§ **Exercises**
(A) Answer these from the Rotana interview below, one line each:
(i) Which country did Rotana leave before she moved to LA?
(ii) Who asked her to join a writing session after one of her showcases?
(iii) Which Arabic singer does she name as an inspiration?
(B) Retype the part of the Rotana interview below from "EP: Who, or" to "what inspires me.".
(C) List each feeling Rotana names in the sentence of the interview below that begins "There is so much".

§ **Excerpt provided**
◆ ◆ ◆

Oozing with confidence, Rotana’s debut Demo Love Series is a glorious celebration of carefree, embracing self-expression and freedom. Bursting with brooding pop hooks and seductive from start to finish, we breezed through some questions to discuss the release, filming on a whim and how she avoids the negativity of L.A pressures.
EP: Hey Rotana! Let’s start from the beginning. How did you first discover your love for music? What were your first steps into the industry?
R: I can’t even remember not singing, so I guess like most people, I discovered music when I was child that couldn’t remember. It’s always carried me and been there for me. But it wasn’t till I left Saudi Arabia and moved to LA that I began to pursue music as a career. A pop writer named Jesse Thomas came to one of my showcases and asked me to join her in one of her writing sessions and that was kind of how this all started.
EP: ‘Demo Love Series’ focuses on sexuality – especially within your videos and lyrics – what influenced you to discuss this in your music?
R: ‘Demo Love Series’ is about freedom. It’s about love and heartbreak, which is so unoriginal in ways but a revolution to me in others. I allowed myself to just fucking be a human and not a Saudi human. I wrote about the shit that is the same in all of us. It’s also about freedom because every song on this series is in the form it was the day it was written. Not tuned, mixed, mastered or even done with the writing. In a time where everything is so carefully curated, here is a messy truth of mine.
EP: Who, or what inspires you?
R: Sade, Alaanis Morisette and the Arabic singer Fairuz. Life is what inspires me outside of music. My own life. It’s such a trip this thing we’re doing here on earth. I can’t believe it at moments. There is so much joy, pain, loathing, awe, satisfaction, and craving. It’s a shit show. That is what inspires me.
EP: What challenges have you come across when trying to make it as an artist in Los Angeles?

◆ ◆ ◆

§ **Record set**
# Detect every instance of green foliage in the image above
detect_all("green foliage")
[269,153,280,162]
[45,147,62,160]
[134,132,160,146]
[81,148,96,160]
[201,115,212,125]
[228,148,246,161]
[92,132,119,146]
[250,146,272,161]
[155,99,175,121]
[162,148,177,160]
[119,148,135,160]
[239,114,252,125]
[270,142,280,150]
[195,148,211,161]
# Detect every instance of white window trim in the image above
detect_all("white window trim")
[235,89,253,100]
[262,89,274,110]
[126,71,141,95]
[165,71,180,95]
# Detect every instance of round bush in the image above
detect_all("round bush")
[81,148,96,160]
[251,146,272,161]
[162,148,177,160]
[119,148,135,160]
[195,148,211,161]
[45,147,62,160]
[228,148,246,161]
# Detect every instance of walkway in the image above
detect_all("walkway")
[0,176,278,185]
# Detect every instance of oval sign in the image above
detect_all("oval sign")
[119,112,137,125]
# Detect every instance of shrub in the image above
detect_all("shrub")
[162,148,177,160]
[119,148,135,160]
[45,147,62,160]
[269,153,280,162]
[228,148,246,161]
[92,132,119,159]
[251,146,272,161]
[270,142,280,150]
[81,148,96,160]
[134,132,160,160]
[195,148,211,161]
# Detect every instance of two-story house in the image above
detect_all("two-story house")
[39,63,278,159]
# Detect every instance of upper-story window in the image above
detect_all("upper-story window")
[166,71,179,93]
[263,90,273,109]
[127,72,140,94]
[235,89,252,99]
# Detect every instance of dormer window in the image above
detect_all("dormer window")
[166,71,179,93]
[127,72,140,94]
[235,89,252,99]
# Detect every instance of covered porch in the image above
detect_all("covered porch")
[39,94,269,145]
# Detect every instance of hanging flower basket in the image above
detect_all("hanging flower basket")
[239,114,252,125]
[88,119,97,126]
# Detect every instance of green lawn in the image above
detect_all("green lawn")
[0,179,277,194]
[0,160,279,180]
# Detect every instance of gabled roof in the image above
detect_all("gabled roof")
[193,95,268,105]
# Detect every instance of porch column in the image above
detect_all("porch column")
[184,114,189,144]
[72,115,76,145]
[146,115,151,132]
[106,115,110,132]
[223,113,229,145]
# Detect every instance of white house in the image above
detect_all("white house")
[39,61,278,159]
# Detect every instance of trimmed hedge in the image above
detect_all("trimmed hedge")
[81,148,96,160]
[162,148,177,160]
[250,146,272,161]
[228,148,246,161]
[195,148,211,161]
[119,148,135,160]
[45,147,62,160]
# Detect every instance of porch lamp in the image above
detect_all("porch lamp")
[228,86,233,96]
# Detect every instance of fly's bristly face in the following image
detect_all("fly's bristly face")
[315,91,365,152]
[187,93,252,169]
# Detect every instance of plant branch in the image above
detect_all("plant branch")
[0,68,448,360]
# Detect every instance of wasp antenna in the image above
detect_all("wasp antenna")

◆ ◆ ◆

§ **List of solutions**
(A)
(i) Saudi Arabia
(ii) Jesse Thomas, a pop writer
(iii) Fairuz

(B)
EP: Who, or what inspires you?
R: Sade, Alaanis Morisette and the Arabic singer Fairuz. Life is what inspires me outside of music. My own life. It’s such a trip this thing we’re doing here on earth. I can’t believe it at moments. There is so much joy, pain, loathing, awe, satisfaction, and craving. It’s a shit show. That is what inspires me.

(C)
joy
pain
loathing
awe
satisfaction
craving